Please give the rows again from their start up to and including the line with "Outline every instance of the blurred chain", changing "chain link fence" to "wire mesh fence" and leaving everything else as it is.

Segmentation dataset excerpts
◆ ◆ ◆ ◆ ◆
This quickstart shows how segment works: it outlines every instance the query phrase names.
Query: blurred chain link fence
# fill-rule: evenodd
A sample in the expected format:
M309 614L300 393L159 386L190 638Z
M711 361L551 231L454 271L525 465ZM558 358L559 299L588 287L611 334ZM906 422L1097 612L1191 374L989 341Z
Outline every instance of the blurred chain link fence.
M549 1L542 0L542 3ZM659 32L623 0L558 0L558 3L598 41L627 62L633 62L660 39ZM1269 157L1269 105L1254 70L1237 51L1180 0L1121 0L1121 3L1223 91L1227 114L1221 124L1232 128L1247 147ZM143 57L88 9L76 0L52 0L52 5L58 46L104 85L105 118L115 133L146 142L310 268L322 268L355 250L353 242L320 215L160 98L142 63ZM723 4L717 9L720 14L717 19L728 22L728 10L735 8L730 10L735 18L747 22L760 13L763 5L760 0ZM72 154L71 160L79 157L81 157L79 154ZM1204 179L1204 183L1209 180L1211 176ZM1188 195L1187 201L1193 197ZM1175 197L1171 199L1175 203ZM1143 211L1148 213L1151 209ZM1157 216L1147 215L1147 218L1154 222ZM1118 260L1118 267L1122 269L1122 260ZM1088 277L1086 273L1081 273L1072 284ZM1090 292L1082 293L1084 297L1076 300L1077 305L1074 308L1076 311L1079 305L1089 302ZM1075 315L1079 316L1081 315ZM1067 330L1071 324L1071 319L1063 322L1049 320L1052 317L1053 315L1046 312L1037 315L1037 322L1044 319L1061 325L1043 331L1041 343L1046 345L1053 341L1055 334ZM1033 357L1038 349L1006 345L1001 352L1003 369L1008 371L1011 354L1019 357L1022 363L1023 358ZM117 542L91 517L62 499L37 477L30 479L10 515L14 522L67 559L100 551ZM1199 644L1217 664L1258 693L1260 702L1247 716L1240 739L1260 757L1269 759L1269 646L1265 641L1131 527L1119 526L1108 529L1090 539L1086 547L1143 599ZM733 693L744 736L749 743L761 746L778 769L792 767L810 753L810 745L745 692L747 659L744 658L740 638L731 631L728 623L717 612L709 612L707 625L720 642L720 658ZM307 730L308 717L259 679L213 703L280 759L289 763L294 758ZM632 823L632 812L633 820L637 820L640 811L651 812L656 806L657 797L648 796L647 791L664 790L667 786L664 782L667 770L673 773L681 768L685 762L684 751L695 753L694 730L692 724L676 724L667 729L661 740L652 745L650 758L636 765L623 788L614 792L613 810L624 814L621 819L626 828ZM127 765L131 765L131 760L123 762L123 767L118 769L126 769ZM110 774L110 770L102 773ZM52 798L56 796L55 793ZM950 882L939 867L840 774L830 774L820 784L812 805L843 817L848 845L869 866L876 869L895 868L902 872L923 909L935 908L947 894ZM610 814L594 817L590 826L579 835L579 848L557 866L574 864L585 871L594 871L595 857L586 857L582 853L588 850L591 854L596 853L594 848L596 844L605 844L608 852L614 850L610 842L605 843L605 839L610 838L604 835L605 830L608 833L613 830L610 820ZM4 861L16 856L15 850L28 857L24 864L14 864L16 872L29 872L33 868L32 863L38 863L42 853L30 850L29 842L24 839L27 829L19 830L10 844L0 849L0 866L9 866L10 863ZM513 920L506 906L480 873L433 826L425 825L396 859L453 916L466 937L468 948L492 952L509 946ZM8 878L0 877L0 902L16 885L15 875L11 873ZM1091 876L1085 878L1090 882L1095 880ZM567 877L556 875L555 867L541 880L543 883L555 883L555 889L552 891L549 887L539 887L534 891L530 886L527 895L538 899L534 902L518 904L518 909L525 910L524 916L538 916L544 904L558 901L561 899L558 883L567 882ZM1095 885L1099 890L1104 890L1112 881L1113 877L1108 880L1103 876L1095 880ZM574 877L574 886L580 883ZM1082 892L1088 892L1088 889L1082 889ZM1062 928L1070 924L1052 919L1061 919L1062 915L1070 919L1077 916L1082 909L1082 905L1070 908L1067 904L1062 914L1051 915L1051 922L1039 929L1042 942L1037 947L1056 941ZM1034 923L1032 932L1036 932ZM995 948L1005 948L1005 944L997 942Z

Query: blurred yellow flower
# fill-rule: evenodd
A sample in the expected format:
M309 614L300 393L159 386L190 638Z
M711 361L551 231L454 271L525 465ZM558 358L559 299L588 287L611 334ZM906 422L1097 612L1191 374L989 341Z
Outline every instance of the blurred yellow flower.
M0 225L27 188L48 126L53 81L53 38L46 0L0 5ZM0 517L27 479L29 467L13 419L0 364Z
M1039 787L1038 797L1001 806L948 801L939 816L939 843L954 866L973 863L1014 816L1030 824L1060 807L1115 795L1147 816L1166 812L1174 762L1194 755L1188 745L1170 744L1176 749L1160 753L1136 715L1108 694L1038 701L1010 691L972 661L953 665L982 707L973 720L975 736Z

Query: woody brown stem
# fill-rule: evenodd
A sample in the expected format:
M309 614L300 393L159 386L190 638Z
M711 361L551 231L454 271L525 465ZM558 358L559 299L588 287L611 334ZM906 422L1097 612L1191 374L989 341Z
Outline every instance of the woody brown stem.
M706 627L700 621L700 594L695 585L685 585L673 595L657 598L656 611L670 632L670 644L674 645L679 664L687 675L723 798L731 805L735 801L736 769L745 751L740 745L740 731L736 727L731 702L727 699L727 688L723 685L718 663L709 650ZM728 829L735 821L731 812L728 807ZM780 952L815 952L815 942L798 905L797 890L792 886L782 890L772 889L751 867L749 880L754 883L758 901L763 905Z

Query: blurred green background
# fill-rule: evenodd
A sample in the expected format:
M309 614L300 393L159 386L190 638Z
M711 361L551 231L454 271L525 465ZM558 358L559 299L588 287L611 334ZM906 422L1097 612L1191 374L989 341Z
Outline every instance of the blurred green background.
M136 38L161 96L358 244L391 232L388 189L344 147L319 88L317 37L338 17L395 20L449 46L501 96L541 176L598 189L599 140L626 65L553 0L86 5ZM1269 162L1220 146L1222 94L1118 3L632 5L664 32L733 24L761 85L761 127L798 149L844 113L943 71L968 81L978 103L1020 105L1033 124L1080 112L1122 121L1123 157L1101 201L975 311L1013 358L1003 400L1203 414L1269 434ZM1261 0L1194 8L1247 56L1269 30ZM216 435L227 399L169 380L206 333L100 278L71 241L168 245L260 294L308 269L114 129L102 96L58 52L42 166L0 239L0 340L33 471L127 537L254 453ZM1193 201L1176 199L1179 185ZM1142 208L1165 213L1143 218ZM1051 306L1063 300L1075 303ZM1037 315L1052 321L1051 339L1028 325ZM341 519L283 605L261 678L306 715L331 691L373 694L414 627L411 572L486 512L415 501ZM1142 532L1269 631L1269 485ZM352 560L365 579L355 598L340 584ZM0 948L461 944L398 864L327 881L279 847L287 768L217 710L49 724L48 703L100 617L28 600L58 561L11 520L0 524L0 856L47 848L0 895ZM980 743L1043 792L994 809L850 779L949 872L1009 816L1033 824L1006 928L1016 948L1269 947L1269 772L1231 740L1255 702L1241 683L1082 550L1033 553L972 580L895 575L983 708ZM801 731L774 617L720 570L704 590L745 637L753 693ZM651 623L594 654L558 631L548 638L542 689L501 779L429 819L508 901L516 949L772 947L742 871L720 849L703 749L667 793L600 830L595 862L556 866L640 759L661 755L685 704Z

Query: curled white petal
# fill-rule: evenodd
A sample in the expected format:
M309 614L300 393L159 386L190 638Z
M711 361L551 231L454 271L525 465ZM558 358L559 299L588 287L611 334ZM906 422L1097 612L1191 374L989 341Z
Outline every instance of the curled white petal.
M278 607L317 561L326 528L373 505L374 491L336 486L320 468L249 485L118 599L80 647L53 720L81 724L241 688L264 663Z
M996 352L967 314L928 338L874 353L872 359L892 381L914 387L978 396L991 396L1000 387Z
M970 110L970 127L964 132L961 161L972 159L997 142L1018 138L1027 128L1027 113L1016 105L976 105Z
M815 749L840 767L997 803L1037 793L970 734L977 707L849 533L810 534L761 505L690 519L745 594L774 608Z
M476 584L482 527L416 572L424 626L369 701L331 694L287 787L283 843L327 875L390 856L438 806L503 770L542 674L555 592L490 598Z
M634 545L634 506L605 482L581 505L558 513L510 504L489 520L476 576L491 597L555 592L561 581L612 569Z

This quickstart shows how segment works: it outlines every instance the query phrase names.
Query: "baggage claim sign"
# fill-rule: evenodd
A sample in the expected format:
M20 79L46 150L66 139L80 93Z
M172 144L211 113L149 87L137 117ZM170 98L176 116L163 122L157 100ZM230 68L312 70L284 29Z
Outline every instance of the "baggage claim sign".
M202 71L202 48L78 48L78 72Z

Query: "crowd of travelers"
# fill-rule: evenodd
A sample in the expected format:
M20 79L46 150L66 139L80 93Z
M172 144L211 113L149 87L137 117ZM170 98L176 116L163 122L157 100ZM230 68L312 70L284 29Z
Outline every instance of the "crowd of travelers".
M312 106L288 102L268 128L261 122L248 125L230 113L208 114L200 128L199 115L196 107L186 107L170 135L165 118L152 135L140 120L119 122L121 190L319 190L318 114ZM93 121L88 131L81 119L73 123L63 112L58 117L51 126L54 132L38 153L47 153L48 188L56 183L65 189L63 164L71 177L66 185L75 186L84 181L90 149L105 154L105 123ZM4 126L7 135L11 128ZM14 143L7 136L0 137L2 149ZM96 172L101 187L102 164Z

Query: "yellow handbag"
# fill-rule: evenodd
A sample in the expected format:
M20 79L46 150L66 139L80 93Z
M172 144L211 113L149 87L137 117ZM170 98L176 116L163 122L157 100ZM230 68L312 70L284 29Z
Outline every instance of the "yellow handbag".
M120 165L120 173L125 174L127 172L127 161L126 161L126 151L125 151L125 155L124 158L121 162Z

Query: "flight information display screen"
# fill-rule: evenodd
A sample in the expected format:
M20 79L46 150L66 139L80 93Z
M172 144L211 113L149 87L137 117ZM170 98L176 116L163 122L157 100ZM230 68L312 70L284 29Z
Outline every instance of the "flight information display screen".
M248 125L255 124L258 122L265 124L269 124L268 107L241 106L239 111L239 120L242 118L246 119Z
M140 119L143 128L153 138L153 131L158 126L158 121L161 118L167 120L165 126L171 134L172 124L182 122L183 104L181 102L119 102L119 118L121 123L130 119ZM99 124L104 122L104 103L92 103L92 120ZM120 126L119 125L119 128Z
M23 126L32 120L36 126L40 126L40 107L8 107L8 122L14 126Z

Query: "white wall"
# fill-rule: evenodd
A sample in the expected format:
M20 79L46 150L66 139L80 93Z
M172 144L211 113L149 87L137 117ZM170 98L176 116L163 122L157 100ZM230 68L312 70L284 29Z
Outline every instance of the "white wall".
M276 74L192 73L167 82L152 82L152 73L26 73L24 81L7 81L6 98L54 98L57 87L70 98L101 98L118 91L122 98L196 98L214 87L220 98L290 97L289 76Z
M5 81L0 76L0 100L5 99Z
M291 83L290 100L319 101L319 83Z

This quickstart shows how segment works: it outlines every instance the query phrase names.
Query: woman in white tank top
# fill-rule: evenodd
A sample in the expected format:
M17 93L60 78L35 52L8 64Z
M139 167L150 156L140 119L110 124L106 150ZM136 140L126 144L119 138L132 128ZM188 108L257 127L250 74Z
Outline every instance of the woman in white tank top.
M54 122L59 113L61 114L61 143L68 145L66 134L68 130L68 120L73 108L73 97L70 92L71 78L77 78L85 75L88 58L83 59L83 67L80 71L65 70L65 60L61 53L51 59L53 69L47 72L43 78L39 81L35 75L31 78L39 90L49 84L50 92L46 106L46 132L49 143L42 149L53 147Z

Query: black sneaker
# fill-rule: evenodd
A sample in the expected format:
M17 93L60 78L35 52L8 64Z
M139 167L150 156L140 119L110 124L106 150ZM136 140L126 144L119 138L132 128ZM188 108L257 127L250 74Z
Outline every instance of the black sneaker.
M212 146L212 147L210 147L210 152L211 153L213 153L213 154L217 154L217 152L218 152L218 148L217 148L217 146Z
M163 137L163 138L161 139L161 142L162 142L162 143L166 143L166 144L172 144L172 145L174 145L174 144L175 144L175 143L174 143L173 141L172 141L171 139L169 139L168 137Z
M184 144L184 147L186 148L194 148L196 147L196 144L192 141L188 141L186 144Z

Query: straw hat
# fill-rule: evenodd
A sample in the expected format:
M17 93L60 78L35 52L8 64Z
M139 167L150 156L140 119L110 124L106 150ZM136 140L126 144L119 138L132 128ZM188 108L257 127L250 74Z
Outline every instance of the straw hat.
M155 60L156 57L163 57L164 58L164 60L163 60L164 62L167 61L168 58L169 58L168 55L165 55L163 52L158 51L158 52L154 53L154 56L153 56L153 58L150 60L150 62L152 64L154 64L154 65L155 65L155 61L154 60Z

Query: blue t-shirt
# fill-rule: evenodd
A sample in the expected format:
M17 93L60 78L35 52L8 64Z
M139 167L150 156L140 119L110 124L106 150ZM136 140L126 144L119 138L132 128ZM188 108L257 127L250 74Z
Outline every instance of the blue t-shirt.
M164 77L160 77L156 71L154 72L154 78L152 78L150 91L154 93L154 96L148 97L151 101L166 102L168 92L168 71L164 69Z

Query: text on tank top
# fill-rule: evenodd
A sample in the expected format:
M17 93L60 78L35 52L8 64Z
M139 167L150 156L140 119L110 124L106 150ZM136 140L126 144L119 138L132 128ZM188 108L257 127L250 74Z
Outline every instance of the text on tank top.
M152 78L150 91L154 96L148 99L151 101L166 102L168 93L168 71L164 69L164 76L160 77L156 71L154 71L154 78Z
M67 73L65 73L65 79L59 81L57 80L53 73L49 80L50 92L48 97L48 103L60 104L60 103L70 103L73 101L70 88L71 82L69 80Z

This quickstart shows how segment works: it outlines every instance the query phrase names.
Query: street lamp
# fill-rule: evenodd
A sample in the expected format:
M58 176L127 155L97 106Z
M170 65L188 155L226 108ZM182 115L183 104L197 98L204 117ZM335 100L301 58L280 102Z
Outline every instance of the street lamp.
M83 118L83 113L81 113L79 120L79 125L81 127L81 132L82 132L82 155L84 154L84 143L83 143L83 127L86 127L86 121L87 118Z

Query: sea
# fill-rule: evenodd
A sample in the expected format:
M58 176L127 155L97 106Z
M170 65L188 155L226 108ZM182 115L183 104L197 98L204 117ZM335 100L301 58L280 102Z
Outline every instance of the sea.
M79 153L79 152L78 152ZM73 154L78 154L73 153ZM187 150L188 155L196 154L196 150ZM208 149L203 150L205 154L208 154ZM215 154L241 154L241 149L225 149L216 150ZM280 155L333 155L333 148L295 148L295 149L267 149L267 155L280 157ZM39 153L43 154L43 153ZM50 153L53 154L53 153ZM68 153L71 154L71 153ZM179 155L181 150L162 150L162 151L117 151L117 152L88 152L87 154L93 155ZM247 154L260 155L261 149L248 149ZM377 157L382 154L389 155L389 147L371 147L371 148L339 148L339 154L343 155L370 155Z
◆ ◆ ◆ ◆ ◆
**SOLUTION:**
This quickstart shows how segment works: it outlines every instance the query phrase names.
Query: blurred wire mesh fence
# fill-rule: evenodd
A sample in the expected format:
M309 614L300 393L159 386L190 638Z
M711 361L551 231L454 271L525 465ZM558 358L559 299L588 287L611 334ZM906 422L1097 612L1191 374L989 341Z
Outline every instance of the blurred wire mesh fence.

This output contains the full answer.